§ DOCUMENT

One reason some global acquisitions are floundering is the total cost of overseas employees.
It was early 2007 and I was participating in a round table of sorts. The discussion veered to the economic headlines: Indian companies were on an acquisition spree. The names were flying thick and fast. Mittal, Jaguar Land Rover, Novelis and Corus. Indian corporate flags would soon fly at locations that ranged from the formidable to the exotic. From Pindamonhangaba to Poland and Tafarnaubach to, well, Tipperary.
My friend who runs a mid-size engineering company down south seemed like a loner on that round table. His firm had the cash, the latent desire and the opportunity. Not to mention the investment bankers pounding at his door. But he would not budge. “I don’t speak German or any of these European languages. What will we do by buying these plants,” he asked simply. “Expand, grow, become global,” everyone said. He was quiet.

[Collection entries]
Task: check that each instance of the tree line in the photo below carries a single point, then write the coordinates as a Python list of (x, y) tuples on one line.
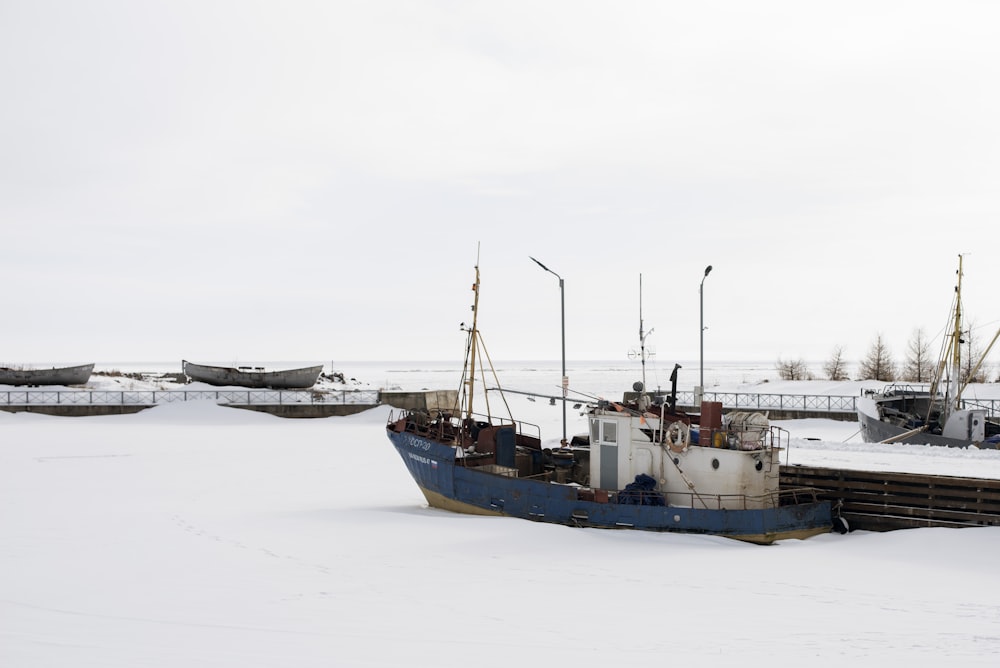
[(917, 365)]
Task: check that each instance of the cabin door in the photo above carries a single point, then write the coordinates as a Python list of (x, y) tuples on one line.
[(607, 442)]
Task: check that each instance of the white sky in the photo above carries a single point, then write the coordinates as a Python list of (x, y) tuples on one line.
[(221, 180)]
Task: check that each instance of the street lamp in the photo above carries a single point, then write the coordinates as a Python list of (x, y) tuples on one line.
[(701, 333), (565, 380)]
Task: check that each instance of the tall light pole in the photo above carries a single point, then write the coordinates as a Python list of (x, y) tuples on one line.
[(701, 333), (565, 380)]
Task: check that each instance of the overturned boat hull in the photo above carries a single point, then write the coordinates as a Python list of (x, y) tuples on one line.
[(253, 377), (71, 375)]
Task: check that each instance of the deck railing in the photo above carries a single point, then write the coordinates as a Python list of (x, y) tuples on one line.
[(803, 402)]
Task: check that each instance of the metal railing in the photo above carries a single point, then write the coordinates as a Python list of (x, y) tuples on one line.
[(156, 397), (757, 401), (804, 402)]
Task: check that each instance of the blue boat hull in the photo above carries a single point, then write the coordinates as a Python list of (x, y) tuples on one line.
[(447, 484)]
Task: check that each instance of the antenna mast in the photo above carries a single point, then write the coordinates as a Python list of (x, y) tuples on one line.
[(642, 338), (473, 337)]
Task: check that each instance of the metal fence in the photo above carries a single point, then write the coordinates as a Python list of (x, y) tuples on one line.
[(155, 397), (804, 402), (760, 402)]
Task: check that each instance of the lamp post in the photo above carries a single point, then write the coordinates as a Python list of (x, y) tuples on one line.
[(565, 380), (701, 333)]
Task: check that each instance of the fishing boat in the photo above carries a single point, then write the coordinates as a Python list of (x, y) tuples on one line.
[(643, 465), (69, 375), (936, 414), (253, 376)]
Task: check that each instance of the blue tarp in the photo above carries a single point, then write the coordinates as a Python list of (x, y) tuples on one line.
[(641, 492)]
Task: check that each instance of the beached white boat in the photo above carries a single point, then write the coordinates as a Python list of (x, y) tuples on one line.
[(250, 376), (934, 415)]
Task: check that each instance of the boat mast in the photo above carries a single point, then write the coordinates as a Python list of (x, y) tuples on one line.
[(642, 338), (473, 339), (955, 383)]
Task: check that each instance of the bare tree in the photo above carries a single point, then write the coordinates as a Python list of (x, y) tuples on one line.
[(790, 370), (835, 367), (878, 365), (918, 367)]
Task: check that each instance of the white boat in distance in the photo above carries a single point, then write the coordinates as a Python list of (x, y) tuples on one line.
[(247, 376), (69, 375)]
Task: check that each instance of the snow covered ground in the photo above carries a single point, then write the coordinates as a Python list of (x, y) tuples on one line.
[(198, 535)]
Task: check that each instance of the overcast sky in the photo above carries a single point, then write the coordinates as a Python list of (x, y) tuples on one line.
[(239, 181)]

§ INSTRUCTIONS
1: When did the round table described in the article on Indian overseas acquisitions take place?
2: Retype the part of the article on Indian overseas acquisitions that opens with the words containing "One reason some" and closes with "to, well, Tipperary.".

§ SOLUTIONS TO THE PROBLEMS
1: Early 2007.

2:
One reason some global acquisitions are floundering is the total cost of overseas employees.
It was early 2007 and I was participating in a round table of sorts. The discussion veered to the economic headlines: Indian companies were on an acquisition spree. The names were flying thick and fast. Mittal, Jaguar Land Rover, Novelis and Corus. Indian corporate flags would soon fly at locations that ranged from the formidable to the exotic. From Pindamonhangaba to Poland and Tafarnaubach to, well, Tipperary.